### EXERCISE REQUIREMENTS
Echo back every one of the records below verbatim, changing nothing.

### Rows of box annotation data
— begin —

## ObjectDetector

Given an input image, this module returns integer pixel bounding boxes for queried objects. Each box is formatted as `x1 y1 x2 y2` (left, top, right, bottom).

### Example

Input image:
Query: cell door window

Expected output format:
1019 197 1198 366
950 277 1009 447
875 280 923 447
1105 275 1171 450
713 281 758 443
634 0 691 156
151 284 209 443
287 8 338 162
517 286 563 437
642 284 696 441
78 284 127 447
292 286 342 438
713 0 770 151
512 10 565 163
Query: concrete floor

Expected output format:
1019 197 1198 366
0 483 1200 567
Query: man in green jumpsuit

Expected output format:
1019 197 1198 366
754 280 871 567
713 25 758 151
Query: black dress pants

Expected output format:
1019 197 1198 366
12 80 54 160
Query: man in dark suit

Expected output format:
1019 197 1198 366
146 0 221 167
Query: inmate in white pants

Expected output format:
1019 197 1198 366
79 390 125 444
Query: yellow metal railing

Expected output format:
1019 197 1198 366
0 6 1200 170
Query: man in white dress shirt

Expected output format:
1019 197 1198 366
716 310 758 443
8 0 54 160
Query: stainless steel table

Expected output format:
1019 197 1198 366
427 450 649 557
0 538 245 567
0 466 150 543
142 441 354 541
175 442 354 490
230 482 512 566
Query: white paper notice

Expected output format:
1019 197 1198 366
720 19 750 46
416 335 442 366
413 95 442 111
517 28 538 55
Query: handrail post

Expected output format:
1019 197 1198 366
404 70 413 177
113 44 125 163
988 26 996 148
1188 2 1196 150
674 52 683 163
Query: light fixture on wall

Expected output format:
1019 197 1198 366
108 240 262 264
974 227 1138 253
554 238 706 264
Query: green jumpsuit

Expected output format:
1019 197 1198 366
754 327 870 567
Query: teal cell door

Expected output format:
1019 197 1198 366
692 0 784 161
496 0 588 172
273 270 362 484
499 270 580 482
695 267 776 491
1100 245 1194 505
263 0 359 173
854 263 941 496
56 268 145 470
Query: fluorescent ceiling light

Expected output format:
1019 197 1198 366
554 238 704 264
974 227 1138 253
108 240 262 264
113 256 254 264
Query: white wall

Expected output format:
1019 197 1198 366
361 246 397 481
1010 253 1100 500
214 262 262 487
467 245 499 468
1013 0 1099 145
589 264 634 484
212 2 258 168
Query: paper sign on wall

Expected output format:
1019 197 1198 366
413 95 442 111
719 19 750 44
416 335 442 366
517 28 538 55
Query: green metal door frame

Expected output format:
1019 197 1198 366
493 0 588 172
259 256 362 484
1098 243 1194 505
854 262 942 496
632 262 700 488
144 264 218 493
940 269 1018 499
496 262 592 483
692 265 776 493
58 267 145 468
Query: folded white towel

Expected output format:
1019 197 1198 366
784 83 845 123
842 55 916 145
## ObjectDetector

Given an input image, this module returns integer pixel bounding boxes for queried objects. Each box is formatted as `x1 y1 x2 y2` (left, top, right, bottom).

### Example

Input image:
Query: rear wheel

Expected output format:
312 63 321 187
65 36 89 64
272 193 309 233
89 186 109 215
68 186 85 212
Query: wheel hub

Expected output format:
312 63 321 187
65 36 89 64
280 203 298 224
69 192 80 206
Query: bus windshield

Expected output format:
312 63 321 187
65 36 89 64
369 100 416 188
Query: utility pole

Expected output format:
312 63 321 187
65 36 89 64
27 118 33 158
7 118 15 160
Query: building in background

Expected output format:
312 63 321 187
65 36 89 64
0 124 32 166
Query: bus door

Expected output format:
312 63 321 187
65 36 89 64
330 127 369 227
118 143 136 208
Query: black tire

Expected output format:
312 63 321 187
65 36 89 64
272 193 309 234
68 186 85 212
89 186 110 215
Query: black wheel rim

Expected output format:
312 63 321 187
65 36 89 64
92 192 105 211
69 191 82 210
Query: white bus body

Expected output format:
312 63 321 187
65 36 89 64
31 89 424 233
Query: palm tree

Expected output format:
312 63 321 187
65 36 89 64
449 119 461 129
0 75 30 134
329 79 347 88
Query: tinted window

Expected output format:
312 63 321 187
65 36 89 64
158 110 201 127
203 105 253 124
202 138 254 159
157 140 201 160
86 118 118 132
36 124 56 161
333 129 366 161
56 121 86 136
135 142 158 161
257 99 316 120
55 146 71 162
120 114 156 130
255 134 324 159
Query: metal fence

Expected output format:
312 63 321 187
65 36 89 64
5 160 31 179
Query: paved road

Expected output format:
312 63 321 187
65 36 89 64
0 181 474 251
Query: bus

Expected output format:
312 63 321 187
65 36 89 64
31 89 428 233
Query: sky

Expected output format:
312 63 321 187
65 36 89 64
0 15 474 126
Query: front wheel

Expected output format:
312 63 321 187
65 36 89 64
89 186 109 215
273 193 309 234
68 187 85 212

— end —

### FINISHED ANSWER
## ObjectDetector

Given an input image, this module returns integer pixel bounding boxes for queried objects. Each box is formatted as `x1 y1 x2 y2` (left, top, right, bottom).

### Example

Input image:
Query: cell door window

Expected output format:
1019 197 1198 366
950 277 1009 447
875 280 923 447
1105 275 1171 450
713 281 758 443
634 0 691 156
151 284 209 443
287 8 338 162
517 286 563 437
642 284 696 441
78 284 127 447
292 286 342 438
713 0 770 151
512 10 565 163
Query: concrete floor

Expected output format:
1019 197 1198 366
0 483 1200 567
Query: man in green jumpsuit

Expected output format:
1019 197 1198 366
754 280 871 567
713 25 758 151
Query: black dress pants

Expected output format:
1019 197 1198 366
12 80 54 160
Query: man in dark suit

Expected output format:
1019 197 1198 366
146 0 221 167
Query: inmate in white pants

Expected output format:
1019 197 1198 366
79 390 125 444
Query: yellow metal railing

Expected output format:
1019 197 1198 366
0 6 1200 170
Query: man in white dress shirt

Expected output format:
1019 197 1198 366
716 310 758 443
8 0 54 160
Query: stainless steel table

Expected output format:
1019 197 1198 366
427 450 649 557
0 538 245 567
0 466 150 543
142 441 354 541
175 442 354 490
230 482 512 566
Query: white paper notice

Expected output format:
1019 197 1198 366
720 19 750 46
416 335 442 366
413 95 442 111
517 28 538 55
Query: handrail post

Expected output format:
1019 197 1198 366
404 70 413 177
113 44 125 163
988 26 996 148
1188 2 1196 150
674 52 683 163
Query: light fixture on wall

Expected output format:
1019 197 1198 366
108 240 262 264
974 227 1138 253
554 238 706 264
Query: green jumpsuit

Expected output format:
1019 197 1198 366
754 327 870 567
Query: teal cell door

Expected output format:
1019 197 1198 366
692 0 784 161
496 0 588 172
273 270 362 484
499 270 580 482
695 267 776 491
1100 245 1194 505
263 0 359 173
854 263 941 496
56 268 145 470
Query: fluorescent ceiling light

Expected output format:
1019 197 1198 366
554 238 704 264
974 227 1138 253
108 240 262 264
113 256 254 264
Query: white wall

Expected output format:
1019 197 1198 366
361 246 397 481
1010 253 1100 500
214 262 262 487
467 245 499 468
1013 0 1099 145
589 264 634 484
212 2 258 168
Query: paper sign on wall

Expected output format:
1019 197 1198 366
413 95 442 111
719 19 750 44
416 335 442 366
517 28 538 55
Query: green metal door frame

Expected output format:
1019 197 1198 366
493 0 588 172
259 256 362 484
1098 243 1194 505
854 262 942 496
632 262 700 488
144 264 218 493
940 269 1018 499
496 262 592 483
692 265 776 493
58 267 145 468
Query: folded white towel

Expected output format:
1019 197 1198 366
784 83 845 123
842 55 916 145
## ObjectDetector

Given an input image, this module returns integer pixel bounding boxes for queried objects. Each box is formatted as `x1 y1 x2 y2` (left, top, right, bottom).

### Example

Input image:
Query: rear wheel

Expected output format:
312 63 321 187
65 36 89 64
272 193 309 233
89 186 109 215
68 186 85 212
Query: wheel hub

Expected output format:
312 63 321 187
65 36 89 64
280 203 298 224
69 192 80 206
Query: bus windshield

Expected output format:
312 63 321 187
65 36 89 64
369 100 416 188
Query: utility pole

Expected output format:
312 63 321 187
65 36 89 64
27 118 33 158
7 118 15 160
Query: building in background

Expected output format:
312 63 321 187
65 36 89 64
0 124 32 166
Query: bus door

Expected output format:
312 63 321 187
65 36 89 64
330 127 369 227
118 143 136 208
Query: black tire

Expected output format:
312 63 321 187
65 36 89 64
272 193 309 234
68 186 85 212
89 186 110 215
Query: black wheel rim

Expected output format:
312 63 321 187
65 36 89 64
92 192 105 211
69 191 82 210
Query: white bus body

Expected output format:
312 63 321 187
65 36 89 64
31 89 424 233
Query: palm tree

Expected output format:
312 63 321 187
65 36 89 64
449 119 461 129
0 75 30 134
329 79 347 88
Query: tinted window

Expected output format:
312 63 321 187
65 36 89 64
158 110 201 127
203 105 253 124
202 138 254 159
157 140 201 160
86 118 118 132
36 124 56 161
333 129 366 161
56 121 86 136
135 142 158 161
257 99 316 120
55 146 71 162
120 114 156 130
255 134 324 159
Query: metal fence

Expected output format:
312 63 321 187
65 36 89 64
5 160 31 179
Query: paved road

Expected output format:
312 63 321 187
65 36 89 64
0 181 474 251
Query: bus

Expected output format:
312 63 321 187
65 36 89 64
31 89 428 233
Query: sky

Expected output format:
312 63 321 187
65 36 89 64
0 15 474 126
Query: front wheel

Expected output format:
312 63 321 187
65 36 89 64
89 186 109 215
273 193 309 234
68 187 85 212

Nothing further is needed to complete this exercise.